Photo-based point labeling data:
<<<<

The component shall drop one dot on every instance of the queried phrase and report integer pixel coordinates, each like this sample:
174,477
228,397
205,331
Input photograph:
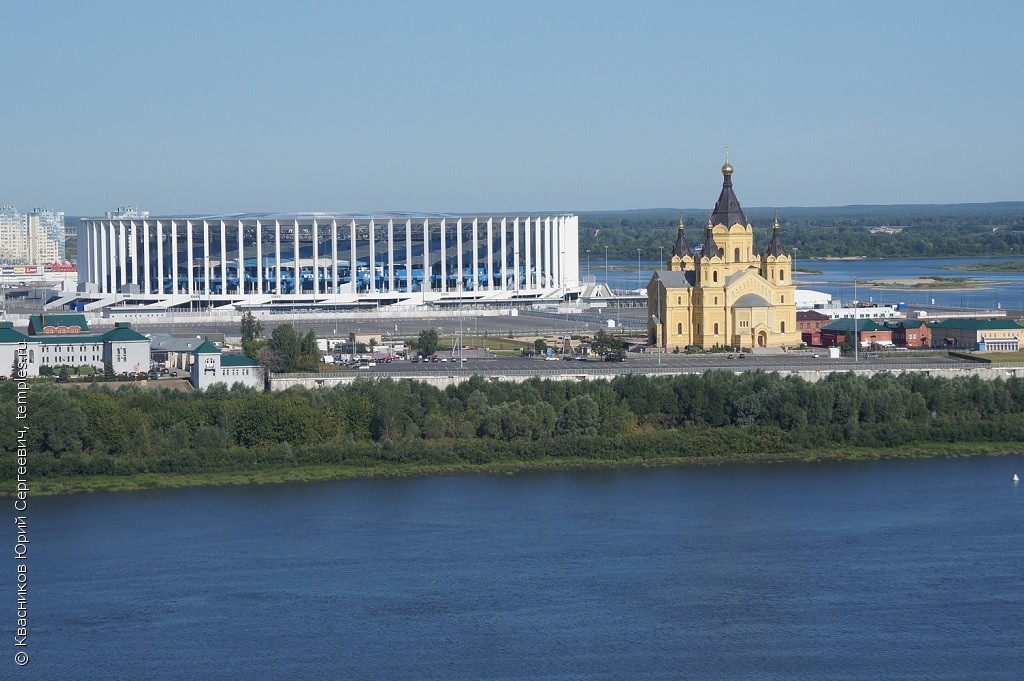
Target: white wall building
211,366
325,259
65,340
34,238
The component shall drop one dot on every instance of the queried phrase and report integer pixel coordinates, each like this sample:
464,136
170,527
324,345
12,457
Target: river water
837,279
897,569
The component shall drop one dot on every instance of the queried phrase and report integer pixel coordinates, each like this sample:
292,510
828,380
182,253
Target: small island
996,266
932,284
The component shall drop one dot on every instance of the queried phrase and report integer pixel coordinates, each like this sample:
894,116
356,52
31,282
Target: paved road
650,362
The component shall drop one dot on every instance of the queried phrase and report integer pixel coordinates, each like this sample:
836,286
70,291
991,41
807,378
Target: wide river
837,279
895,569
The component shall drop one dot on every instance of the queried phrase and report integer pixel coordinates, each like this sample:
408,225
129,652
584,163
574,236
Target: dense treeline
78,432
948,231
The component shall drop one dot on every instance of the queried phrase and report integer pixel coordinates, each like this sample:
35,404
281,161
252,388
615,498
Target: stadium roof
328,216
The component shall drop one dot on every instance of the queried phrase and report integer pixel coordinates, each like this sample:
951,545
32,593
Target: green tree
427,341
290,350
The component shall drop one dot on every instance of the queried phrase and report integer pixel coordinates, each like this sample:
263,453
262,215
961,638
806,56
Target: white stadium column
295,255
122,254
443,255
259,257
334,256
373,257
426,255
409,256
174,257
132,253
315,289
390,255
539,252
276,257
476,256
491,254
459,264
241,288
556,224
351,259
112,255
160,258
549,251
146,271
504,252
206,258
515,254
526,250
223,256
103,286
572,249
189,259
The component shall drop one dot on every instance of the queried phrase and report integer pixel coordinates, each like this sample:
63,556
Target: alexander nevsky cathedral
724,293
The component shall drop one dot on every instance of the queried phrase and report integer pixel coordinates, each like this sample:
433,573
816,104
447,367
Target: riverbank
325,473
931,284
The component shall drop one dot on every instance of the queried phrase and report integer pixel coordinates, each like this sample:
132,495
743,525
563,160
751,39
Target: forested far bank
910,231
97,431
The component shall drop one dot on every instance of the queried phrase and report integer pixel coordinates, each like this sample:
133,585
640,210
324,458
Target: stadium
309,260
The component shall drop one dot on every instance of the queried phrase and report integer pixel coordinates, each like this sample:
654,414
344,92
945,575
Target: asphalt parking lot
651,363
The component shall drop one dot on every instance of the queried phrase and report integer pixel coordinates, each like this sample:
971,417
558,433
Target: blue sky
231,107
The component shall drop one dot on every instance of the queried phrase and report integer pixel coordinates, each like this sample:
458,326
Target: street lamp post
638,271
856,340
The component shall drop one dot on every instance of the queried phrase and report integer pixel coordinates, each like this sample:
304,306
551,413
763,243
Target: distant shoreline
327,473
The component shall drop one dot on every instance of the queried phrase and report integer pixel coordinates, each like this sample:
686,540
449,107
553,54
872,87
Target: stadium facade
317,259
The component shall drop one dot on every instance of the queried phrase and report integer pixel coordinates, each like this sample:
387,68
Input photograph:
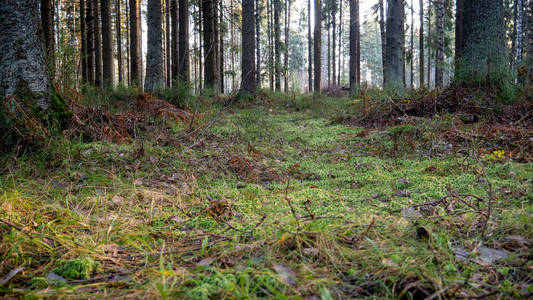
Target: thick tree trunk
484,56
258,6
154,79
183,51
248,47
22,63
47,19
383,34
333,40
135,44
394,51
97,45
354,46
309,48
118,28
83,34
439,62
209,44
89,21
107,44
421,45
317,45
277,44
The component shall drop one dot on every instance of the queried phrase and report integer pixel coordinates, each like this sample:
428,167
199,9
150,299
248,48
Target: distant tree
107,43
354,45
317,46
183,51
248,47
154,57
394,48
135,43
439,62
24,73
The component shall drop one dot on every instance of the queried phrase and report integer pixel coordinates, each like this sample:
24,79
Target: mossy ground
273,199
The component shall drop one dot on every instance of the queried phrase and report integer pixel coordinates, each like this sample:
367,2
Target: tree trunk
248,47
118,28
286,56
484,56
209,44
154,79
83,34
317,45
277,44
383,37
107,44
183,52
333,44
439,62
22,63
135,43
47,19
89,21
309,48
421,44
97,45
354,45
394,51
258,7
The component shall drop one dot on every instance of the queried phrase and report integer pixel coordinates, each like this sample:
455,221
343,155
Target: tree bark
421,45
89,21
24,73
484,57
354,45
439,62
47,19
317,45
183,51
135,43
97,45
248,47
107,44
277,44
309,48
209,44
394,50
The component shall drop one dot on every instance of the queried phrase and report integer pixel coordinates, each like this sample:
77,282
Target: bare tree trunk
248,47
317,45
183,51
439,62
258,6
47,19
333,38
97,45
107,44
118,27
277,44
89,20
394,53
421,45
22,62
309,48
383,37
84,71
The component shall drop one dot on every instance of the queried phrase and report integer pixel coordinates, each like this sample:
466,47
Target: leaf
10,275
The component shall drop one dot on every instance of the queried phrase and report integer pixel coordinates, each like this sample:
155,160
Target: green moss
76,269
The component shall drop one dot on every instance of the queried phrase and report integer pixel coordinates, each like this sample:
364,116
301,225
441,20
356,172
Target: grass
270,200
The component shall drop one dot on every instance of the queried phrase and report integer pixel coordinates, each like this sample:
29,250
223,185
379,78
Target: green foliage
76,269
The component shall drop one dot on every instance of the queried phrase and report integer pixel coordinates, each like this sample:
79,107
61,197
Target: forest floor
289,197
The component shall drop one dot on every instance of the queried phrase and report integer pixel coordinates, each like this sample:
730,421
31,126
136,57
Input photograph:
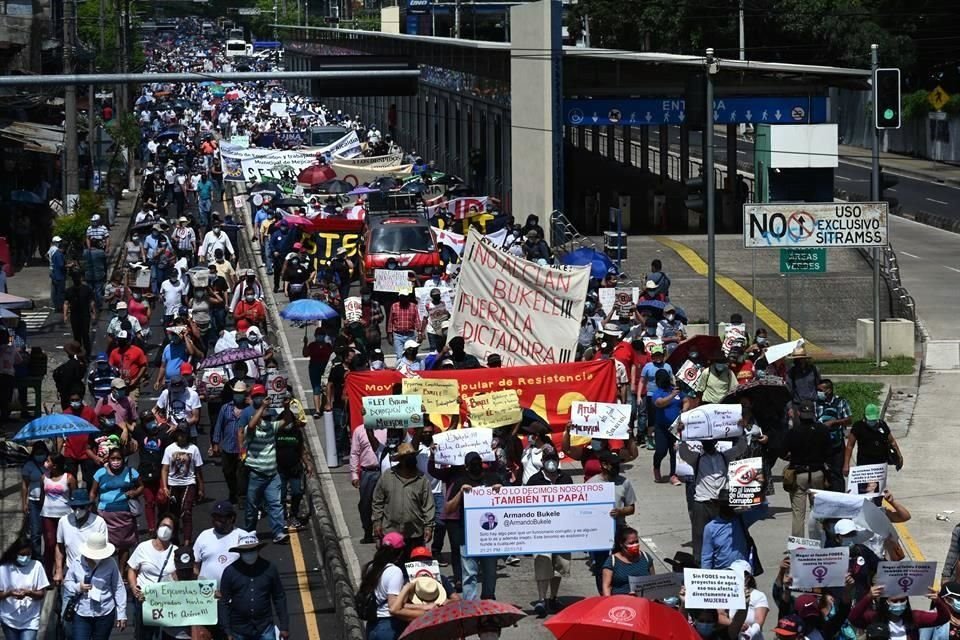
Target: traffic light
886,93
696,199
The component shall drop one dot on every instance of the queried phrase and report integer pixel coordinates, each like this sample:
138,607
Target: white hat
97,547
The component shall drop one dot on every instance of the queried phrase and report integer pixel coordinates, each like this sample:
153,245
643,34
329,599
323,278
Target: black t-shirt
873,443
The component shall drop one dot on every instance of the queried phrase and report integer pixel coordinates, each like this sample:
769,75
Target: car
405,243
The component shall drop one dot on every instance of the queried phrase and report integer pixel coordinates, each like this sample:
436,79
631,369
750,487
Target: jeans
482,569
98,628
263,490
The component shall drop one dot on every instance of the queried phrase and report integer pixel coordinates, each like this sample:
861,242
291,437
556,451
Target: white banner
539,519
507,305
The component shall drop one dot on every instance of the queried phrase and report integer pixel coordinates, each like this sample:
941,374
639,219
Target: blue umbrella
308,310
600,264
54,425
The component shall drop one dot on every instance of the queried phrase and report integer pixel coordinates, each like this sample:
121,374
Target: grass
895,367
859,395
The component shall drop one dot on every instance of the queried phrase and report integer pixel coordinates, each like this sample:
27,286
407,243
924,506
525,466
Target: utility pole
71,177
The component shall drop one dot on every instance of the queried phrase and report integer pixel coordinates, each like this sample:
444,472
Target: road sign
806,224
803,260
938,97
657,111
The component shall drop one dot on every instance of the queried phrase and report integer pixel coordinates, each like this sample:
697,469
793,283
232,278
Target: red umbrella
620,618
461,619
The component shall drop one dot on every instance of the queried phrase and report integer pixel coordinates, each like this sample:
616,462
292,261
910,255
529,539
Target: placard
868,480
439,396
451,446
179,604
391,280
714,589
815,568
601,420
492,410
658,587
743,482
905,578
712,422
393,412
539,519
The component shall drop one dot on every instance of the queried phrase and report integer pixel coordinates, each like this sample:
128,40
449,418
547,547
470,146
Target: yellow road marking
772,321
303,582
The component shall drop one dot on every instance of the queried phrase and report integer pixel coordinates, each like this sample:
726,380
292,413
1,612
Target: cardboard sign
601,420
393,412
814,568
905,578
439,396
714,589
179,604
492,410
744,484
453,445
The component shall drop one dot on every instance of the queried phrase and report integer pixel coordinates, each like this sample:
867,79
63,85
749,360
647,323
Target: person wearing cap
807,448
403,501
100,591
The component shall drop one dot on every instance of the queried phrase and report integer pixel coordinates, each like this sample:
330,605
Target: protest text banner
712,422
495,409
393,412
439,396
602,420
867,480
549,390
451,446
813,568
905,578
743,482
513,307
714,589
179,604
539,519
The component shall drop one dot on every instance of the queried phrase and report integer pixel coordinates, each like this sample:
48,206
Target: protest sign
179,604
452,445
439,396
905,578
867,480
812,568
538,519
658,587
393,412
527,313
549,390
353,309
391,280
743,482
492,410
796,542
601,420
714,589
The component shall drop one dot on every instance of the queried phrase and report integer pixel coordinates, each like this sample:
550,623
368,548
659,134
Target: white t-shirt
22,613
152,565
391,584
73,538
213,553
183,463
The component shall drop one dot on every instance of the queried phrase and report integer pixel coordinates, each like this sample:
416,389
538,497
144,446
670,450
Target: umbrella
54,425
308,310
461,619
229,356
704,345
623,617
600,264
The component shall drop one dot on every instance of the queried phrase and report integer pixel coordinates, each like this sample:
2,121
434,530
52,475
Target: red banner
549,390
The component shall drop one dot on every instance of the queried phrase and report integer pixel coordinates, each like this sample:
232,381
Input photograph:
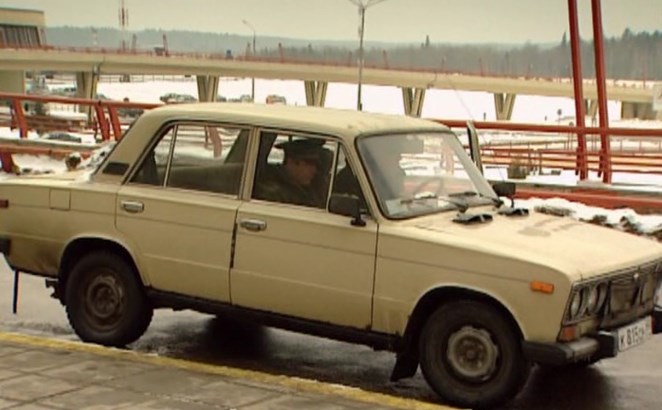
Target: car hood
77,175
579,249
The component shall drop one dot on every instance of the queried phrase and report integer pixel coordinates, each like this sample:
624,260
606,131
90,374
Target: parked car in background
62,136
176,98
304,218
275,99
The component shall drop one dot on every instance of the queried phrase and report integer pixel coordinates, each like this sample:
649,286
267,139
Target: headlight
603,290
575,304
592,299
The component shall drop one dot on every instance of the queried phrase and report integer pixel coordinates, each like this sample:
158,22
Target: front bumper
592,348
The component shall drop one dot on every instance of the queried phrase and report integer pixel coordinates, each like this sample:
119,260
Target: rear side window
199,157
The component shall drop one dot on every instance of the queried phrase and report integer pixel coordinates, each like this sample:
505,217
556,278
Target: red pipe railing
104,117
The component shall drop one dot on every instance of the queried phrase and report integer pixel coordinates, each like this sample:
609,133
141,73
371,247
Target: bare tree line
631,56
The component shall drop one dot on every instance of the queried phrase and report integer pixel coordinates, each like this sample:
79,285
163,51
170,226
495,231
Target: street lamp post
363,6
250,26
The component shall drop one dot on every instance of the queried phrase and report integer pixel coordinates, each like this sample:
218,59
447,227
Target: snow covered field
438,104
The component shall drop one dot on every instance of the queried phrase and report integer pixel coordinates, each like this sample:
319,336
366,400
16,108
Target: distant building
22,28
19,28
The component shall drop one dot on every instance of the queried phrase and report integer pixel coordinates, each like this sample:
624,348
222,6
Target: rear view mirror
506,189
347,205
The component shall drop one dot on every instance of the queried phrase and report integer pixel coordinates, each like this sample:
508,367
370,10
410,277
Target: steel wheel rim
104,300
472,354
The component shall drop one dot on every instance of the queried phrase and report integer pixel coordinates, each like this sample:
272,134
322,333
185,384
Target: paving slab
50,374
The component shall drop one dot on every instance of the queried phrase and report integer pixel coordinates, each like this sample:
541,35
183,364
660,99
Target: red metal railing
102,118
561,153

>>>>

**Task description:** Collect every line of the material above that contains the string "sign". Matching is case-sensitive.

**Correct answer:**
Target: road sign
Target: cardboard sign
Target: protest sign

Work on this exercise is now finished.